* _PROBLEM REQUIREMENTS_
Find every line in the items below that contains the word "combat" and copy each of those lines.

* _DATASET ROWS_
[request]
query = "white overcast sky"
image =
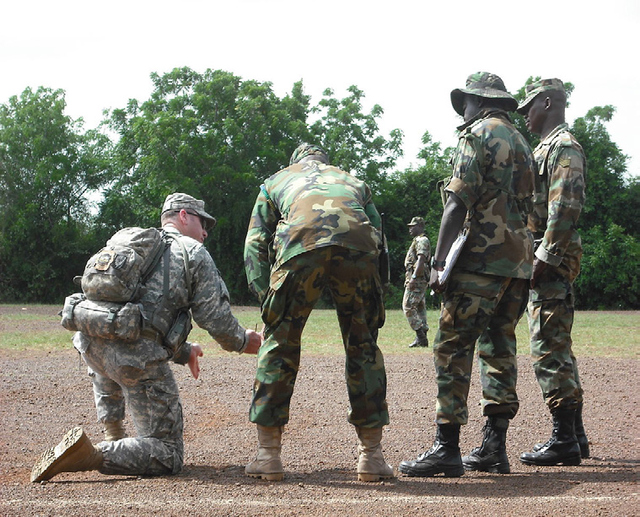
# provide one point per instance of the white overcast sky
(406, 55)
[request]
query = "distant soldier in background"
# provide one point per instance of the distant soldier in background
(486, 294)
(417, 271)
(315, 227)
(559, 198)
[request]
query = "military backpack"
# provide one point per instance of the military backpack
(112, 282)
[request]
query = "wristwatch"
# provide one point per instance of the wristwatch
(437, 263)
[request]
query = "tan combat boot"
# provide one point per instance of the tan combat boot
(114, 431)
(74, 453)
(267, 464)
(371, 463)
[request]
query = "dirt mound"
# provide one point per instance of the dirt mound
(45, 394)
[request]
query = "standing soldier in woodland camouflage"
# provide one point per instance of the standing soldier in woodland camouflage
(490, 189)
(559, 198)
(315, 227)
(138, 372)
(416, 265)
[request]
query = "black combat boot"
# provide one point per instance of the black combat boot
(491, 456)
(442, 458)
(562, 447)
(421, 339)
(581, 435)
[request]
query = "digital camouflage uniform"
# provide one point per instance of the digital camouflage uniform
(413, 301)
(139, 373)
(487, 292)
(559, 198)
(315, 227)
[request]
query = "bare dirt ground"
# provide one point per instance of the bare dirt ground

* _TASK RESULT_
query = "tan combat boot"
# provide one point per instance of the tan combat boot
query = "black combat boot"
# provide one point per instance of the black combat boot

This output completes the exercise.